Actually, Ingela Skytte started out making sculpture or, more precisely, sculptural objects. Already at that time, in the beginning of the eighties, its was the material’s textural qualities the structures and the process that absorbed her interest. It would be correct, however, to maintain that there is a red thread running through her entire output, in the sense that her project constitutes a further development of a specific type of artistic consideration. At the close of the eighties, it was the drawing that was Skytte’s preferred medium of expression. Huge, black charcoal drawings, where the motif was wiped fourth from the surface. A process which can call to mind that of the sculptor’s. Ever since the beginning of the nineties, painting has been Skytte’s medium of choice, although she does continue to draw quite a bit. In the earliest paintings, there are still traces of the figuration that manifested itself in her charcoal drawings. However, the motif has gradually become more and more emblematic, being reduced eventually to pure figure on the surface - often merely a contour sketch against a monochrome background. The contour, or rather the stroke, the line and the surface are still there, but since 1994, the motif has been eliminated entirely. The ‘dissolution’, as Skytte herself refers to it - came about with the “View” exhibition at Charlottenborg I 1991. From there, her endeavour has come to revolve around a search for emptiness: “When the things vanish and turn into light.” And today, according to her own account, Skytte’s pictures treat of painting in its boiled-down expression, they deal with a reflection on what can be said with painting, while the drawing, to a greater degree, has become the site of her investigations.

This is abstract formal and minimal painting, which can be considered as being an extension of the American colour-field painting. Nonetheless, it is situated somewhere entirely different. What might at first glance seem to be conceptual painting is actually founded, to a great extent, upon an intuitive process that is, however, systematically controlled. Prior to the picture, Ingela Skytte is always nurturing an idea about the colour, or rather about the colours. But it is in the working over of the surface that the painting comes into being inasmuch as she works until she feels that the paining is saturated, as she puts it. For each painting, Skytte makes use a of a mathematical table that she has constructed herself. With this, she calculates the placement of the lines and their mutual position on and in relation to the canvas she consider the table a tool in the same manner as the specially constructed paint rollers and workshop-blended colours. In this way, a reciprocal interaction between the previously drafted systematics and the choices made along the way in the painterly process crops up. Sometimes clear and precise is set up across from something Skytte herself refers to as intuitive sensibility.

However, there are almost no tangibles trails left behind by the creator; all expressive signs, bodily traces and painterly gestures have been cleansed away. This only serves to underscore the painting’s self-referential enunciation. Surface, line, colour and canvas. The signs symbolizing painting as such remain, operating in this double cross-reference as both signification. There is nonetheless, also, as has already been mentioned, the trace of the process by virtue of having the temporal aspect rendered visible: the layers of colour depositing themselves on top of one another in a simultaneous veiling and unveiling of the process. The paintings are shimmering ever so gently; the colour surfaces are vibrating altogether tranquilly and shifting themselves in toward the pictorial space so that it sometimes seems as if the lines and other times the surfaces were in the foreground. This double perspective displacement gives rise to a tension and a movement in the painting, although it is a prudent mobility which turns up only in the interaction with the viewer’s gaze.

——————

__Required actions__.
A - In the passage on Ingela Skytte's painting, what was her preferred medium at the close of the eighties?
B - Please carry on the passage on Ingela Skytte's painting from its final sentence.
The lines after this passage play no part in the work here.

__Data provided__.
——————

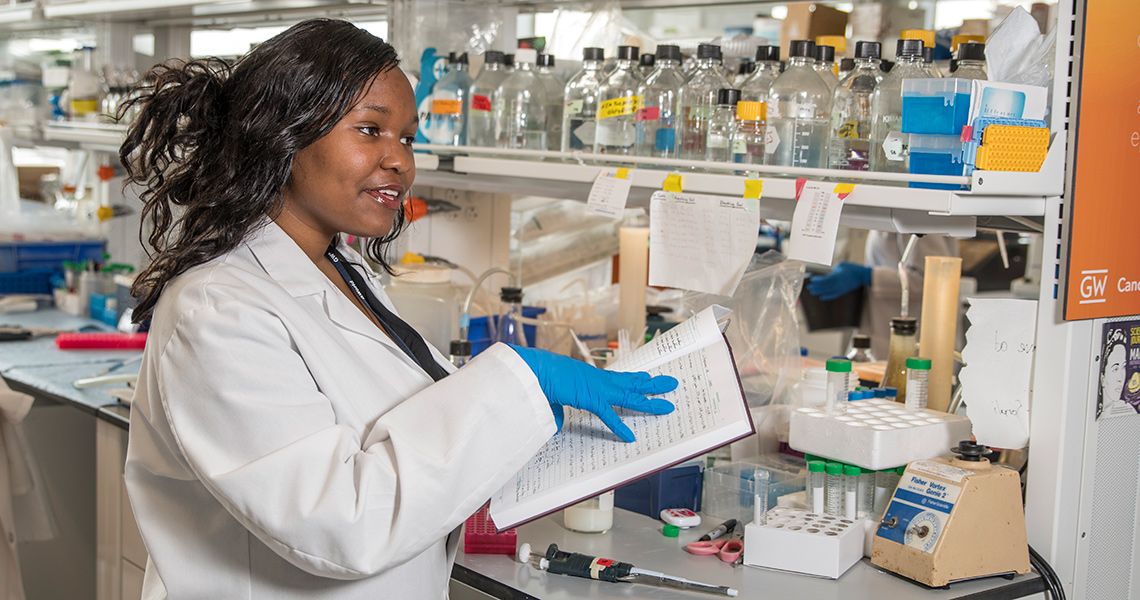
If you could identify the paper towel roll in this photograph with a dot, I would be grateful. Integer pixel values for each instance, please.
(939, 325)
(633, 274)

——————

__Response list__.
A - Drawing, in the form of huge, black charcoal drawings.

B -
In an analogous way, time is present in a double sense. Or perhaps there is a matter of two different times: the time it takes to create the painting and the time it takes to read it. However, there is also historical time - the painting’s time - within the course of Ingela Skytte’s personal output as well as the history of painting as such: all the pictures that have been made before and exist there as a part of painting’s history, as it’s very stipulation.

In connection with the temporal aspect of her work, Ingela Skytte speaks about memory. There are certain things on forgets and certain things one remembers, she says, with a reference to all the layers of colour that lie beneath the uppermost, the visible. “But there is all the while a residue, which remains” - as a faint remembrance about something almost forgotten, it might be said, insofar as one gets some sense about what is happening beneath the surface, even if this cannot be seen.

Frequently, the lowest layers are very intense in their hues, like cobalt blue or orange. But eventually the layer become lighter, uneven and more subdued, so that the colour ultimately appear as delicate gradations on a colourist theme such as, for example, blue, white or red. The lines indicate the direction of reading - as a rule they are either vertical or horizontal - and they register the visibility at the frontier of the invisible or the unfathomable, while the edge strokes indicate the painting’s beginning- or end-point. Although it is not obvious at first glance, these have been inspired by architecture, an interest which was awakened in the artist’s encounter with New York’s skyscrapers. In the connection, it is especially the many window structures that are of interest. And also the colours that the light can attribute to the window, which unintentionally gives back light to the dark space of the night.

Ingela Skytte’s paintings from the latest years arrange themselves in two types: two different working methods and approached to painting. In the first pictorial type, the lines’ rectangular partitioning of the surface manifest itself distinctly and the edge lines fashion a frame around the picture. In the second type, the lines’ obstinacy is lost behind a transparent layer of paint. While the first category accentuates the tautness as form, the second is more romantic in its diffuse veiling of the “motif”. The two types of painting work together, play up to one another and accentuate the small differences’ great significance. 

It is precisely because the investigation or the “content” is found in the nuances , in the small and gradual displacements, which are cautions but nonetheless insistent, that Ingela Skytte’s paintings demand time. Yes, they can be apprehended at once as being a pattern or latticework of lines on coloured surfaces, but if you want to get beneath the surface, you’ve got to give the work more time. In dialogue with the painting’s emptiness, a space for the viewer emerges. Here, the viewers gets the opportunity to put in his/her own projections and gets the chance to let the mind open up to the picture and let it be just what it is: painting.